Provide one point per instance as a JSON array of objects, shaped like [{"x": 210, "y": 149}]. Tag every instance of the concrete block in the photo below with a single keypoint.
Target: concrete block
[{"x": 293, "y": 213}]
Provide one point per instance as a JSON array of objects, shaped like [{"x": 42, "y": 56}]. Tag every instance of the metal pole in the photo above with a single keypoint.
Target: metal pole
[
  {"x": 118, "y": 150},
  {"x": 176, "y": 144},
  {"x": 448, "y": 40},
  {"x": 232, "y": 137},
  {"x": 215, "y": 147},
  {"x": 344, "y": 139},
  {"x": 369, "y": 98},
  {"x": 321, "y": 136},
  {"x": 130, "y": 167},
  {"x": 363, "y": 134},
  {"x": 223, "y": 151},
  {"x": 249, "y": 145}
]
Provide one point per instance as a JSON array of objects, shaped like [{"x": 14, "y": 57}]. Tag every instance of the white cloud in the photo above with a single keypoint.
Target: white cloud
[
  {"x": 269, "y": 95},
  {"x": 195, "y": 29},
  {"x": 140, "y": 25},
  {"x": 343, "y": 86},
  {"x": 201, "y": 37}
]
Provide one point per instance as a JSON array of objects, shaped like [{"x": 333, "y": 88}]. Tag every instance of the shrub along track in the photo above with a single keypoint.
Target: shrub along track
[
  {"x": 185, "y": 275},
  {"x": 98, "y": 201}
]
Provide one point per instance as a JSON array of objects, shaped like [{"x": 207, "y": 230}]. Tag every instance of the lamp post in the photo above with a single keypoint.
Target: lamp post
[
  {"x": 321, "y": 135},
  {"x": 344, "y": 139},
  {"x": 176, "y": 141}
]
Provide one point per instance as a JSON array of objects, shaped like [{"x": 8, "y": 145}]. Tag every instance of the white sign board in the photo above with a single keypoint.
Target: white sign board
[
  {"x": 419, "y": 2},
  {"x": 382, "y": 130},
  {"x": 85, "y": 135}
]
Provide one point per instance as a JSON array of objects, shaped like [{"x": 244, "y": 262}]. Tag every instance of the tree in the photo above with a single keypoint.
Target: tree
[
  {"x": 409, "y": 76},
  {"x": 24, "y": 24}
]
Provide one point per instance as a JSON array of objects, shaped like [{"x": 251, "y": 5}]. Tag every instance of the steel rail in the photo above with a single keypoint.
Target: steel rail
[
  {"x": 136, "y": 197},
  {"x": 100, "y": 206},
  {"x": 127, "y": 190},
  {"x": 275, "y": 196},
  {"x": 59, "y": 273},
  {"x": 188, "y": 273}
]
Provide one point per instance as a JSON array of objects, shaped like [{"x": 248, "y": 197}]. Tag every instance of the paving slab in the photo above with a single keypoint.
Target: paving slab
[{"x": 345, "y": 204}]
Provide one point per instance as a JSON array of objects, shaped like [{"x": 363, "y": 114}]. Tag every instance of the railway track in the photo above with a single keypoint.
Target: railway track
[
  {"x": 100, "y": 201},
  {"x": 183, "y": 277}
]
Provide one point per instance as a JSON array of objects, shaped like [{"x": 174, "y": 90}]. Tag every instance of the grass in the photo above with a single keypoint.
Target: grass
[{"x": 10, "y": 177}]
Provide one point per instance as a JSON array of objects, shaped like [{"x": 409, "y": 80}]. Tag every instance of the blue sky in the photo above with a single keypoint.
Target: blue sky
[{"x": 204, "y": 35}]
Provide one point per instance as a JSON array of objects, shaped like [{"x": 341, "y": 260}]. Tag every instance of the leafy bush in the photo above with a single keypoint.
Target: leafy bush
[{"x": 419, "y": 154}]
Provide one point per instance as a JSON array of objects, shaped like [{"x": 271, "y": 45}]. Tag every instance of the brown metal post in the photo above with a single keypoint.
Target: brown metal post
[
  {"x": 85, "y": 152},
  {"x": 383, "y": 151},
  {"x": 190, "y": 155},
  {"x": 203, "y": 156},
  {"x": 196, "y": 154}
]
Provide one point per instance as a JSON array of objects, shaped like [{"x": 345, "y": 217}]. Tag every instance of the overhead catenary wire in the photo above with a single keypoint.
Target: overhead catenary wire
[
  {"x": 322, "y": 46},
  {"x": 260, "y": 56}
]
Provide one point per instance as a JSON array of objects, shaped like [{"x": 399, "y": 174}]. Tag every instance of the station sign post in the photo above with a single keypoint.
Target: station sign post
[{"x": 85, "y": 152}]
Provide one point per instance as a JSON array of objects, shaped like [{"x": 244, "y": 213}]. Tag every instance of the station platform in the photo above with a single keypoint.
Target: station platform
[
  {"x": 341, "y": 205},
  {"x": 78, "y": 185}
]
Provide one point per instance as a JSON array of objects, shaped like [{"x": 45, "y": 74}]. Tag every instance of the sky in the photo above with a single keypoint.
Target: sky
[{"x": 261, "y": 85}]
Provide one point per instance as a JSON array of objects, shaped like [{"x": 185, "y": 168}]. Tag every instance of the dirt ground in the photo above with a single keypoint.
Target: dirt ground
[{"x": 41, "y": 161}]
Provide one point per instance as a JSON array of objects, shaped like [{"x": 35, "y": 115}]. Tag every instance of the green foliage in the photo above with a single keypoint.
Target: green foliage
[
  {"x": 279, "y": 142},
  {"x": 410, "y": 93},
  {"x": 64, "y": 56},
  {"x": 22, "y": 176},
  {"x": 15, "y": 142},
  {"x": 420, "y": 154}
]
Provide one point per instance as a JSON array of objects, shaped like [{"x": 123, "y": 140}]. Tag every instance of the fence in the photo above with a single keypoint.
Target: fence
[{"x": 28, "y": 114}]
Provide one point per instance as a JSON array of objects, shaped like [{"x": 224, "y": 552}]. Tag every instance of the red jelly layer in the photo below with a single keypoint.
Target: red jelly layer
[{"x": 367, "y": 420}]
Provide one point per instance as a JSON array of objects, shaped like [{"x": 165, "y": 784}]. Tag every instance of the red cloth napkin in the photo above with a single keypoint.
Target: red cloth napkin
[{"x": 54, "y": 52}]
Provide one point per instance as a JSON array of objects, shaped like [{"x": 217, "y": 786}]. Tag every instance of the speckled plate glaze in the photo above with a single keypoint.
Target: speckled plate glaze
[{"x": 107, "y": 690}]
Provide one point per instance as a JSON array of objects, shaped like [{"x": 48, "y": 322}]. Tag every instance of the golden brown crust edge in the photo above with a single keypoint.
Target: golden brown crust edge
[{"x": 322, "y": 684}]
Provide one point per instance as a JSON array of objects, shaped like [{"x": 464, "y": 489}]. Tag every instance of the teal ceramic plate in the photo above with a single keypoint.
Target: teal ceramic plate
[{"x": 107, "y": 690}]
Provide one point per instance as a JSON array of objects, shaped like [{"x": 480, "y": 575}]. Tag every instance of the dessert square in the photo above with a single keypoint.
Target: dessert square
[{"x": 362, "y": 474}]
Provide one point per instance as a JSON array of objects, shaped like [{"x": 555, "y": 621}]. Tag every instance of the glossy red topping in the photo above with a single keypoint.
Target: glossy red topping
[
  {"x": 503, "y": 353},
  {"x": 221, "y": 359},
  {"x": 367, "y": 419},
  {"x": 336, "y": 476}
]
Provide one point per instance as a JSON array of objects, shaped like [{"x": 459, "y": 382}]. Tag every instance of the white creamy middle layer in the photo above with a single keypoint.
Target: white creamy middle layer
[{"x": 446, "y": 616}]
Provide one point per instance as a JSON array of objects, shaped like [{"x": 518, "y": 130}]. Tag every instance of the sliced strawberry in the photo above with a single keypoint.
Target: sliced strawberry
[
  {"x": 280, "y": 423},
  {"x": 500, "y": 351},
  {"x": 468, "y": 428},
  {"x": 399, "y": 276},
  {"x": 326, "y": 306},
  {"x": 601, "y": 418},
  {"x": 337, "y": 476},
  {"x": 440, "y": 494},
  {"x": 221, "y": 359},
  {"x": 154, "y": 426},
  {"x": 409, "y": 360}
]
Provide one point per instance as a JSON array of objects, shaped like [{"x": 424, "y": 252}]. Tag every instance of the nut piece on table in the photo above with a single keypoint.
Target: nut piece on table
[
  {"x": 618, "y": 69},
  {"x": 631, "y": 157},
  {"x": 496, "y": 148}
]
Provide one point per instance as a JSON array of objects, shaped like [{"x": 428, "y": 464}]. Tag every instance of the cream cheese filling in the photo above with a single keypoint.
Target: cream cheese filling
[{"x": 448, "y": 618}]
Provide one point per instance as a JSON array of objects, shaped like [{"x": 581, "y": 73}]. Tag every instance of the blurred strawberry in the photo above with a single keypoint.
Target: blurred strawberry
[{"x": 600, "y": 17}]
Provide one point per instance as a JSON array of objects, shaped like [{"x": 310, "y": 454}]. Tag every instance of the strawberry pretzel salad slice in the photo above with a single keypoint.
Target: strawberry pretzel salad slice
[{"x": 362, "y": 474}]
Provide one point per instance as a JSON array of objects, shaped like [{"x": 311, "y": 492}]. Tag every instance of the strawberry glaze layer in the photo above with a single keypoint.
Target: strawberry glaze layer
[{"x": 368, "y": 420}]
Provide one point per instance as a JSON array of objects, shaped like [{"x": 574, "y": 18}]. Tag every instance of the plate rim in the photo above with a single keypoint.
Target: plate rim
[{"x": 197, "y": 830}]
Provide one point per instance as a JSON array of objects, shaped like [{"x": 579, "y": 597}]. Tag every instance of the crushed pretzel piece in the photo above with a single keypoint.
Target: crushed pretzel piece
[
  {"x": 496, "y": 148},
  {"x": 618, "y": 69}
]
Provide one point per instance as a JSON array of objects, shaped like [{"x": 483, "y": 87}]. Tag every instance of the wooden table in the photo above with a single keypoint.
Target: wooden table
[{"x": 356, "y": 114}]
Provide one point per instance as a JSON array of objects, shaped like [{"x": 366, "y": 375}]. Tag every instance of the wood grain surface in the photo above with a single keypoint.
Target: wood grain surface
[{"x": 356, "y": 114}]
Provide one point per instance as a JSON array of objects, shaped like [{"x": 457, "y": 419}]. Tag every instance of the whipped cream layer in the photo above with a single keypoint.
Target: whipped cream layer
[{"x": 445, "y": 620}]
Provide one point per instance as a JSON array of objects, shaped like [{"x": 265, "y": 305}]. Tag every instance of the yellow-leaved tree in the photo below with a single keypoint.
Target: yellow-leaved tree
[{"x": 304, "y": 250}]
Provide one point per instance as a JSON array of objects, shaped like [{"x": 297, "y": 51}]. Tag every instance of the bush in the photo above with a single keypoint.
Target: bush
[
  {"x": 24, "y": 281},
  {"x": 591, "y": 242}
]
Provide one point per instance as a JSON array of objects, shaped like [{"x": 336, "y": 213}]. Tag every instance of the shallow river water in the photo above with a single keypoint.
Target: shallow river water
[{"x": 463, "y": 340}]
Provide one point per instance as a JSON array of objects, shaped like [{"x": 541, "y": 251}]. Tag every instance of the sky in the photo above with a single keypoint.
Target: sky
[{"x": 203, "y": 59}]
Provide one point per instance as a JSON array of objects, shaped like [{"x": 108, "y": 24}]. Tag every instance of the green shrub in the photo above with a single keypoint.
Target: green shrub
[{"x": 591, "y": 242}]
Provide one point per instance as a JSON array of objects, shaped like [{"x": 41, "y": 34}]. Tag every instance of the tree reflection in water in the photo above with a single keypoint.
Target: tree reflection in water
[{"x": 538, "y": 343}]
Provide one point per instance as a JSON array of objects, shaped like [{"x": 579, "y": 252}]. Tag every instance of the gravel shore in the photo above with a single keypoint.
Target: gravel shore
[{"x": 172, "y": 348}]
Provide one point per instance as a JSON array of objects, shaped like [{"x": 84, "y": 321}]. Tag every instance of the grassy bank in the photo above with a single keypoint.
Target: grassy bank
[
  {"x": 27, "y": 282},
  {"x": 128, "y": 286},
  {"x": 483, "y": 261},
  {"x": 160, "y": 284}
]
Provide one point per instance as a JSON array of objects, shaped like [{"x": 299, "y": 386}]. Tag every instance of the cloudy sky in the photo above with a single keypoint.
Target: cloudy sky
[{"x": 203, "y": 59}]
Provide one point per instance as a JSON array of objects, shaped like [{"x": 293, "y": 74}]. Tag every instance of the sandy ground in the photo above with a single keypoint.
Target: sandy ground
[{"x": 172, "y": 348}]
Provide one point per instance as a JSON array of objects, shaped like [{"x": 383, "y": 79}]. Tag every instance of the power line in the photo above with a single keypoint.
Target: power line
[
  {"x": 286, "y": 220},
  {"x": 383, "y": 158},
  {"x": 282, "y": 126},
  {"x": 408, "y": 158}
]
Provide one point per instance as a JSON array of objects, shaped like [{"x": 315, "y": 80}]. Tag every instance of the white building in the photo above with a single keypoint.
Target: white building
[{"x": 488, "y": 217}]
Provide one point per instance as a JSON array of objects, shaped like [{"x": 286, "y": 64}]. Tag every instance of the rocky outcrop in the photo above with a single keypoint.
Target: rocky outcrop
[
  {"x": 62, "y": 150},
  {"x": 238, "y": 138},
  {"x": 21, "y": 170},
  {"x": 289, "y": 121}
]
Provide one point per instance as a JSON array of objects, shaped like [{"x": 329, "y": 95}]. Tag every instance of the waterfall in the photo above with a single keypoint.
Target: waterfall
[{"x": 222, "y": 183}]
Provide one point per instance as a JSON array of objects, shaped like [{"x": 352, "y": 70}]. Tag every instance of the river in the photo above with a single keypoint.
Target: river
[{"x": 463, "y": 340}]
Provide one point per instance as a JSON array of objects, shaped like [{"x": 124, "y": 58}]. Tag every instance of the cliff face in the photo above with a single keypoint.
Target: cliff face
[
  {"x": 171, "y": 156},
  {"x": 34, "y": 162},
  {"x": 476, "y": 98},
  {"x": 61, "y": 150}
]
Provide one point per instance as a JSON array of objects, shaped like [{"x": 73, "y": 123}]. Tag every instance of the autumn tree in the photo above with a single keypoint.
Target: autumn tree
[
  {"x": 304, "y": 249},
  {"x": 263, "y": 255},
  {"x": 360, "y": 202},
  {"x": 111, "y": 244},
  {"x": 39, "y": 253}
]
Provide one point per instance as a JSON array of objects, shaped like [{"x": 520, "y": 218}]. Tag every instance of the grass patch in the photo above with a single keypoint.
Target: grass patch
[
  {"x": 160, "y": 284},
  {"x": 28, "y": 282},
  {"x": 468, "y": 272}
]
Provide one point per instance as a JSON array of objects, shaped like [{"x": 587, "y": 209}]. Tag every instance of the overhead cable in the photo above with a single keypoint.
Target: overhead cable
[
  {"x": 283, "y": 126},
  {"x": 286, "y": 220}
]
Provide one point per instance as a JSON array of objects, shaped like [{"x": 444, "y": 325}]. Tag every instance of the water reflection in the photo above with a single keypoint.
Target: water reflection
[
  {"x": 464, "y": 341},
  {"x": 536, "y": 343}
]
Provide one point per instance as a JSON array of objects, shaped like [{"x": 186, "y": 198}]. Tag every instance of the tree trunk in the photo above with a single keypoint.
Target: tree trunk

▸ **YOUR GOAL**:
Print exactly the lines from the one with "the grass patch" through the end of the data, inclusive.

▸ **WORKED ANSWER**:
Provide one point per instance as a JSON array of objects, shaped like [{"x": 520, "y": 218}]. Tag every instance of the grass patch in the photo above with a single keypoint.
Target: grass patch
[
  {"x": 160, "y": 284},
  {"x": 28, "y": 282},
  {"x": 468, "y": 272}
]
Provide one point per instance as a JSON array of objects, shaped like [{"x": 587, "y": 209}]. Tag every instance of the overhead cable in the photo above with a single keypoint.
Target: overhead cable
[
  {"x": 283, "y": 126},
  {"x": 286, "y": 220}
]
Provide one point per instance as a JSON array of objects, shaped like [{"x": 444, "y": 325}]. Tag every instance of the water reflection in the photo above with a single keypoint.
Target: water reflection
[
  {"x": 464, "y": 341},
  {"x": 536, "y": 343}
]
Provide one point per instance as a JSON array of objects, shaped like [{"x": 186, "y": 198}]. Tag every instance of the tree trunk in the photo above with a single keypoint.
Target: tree trunk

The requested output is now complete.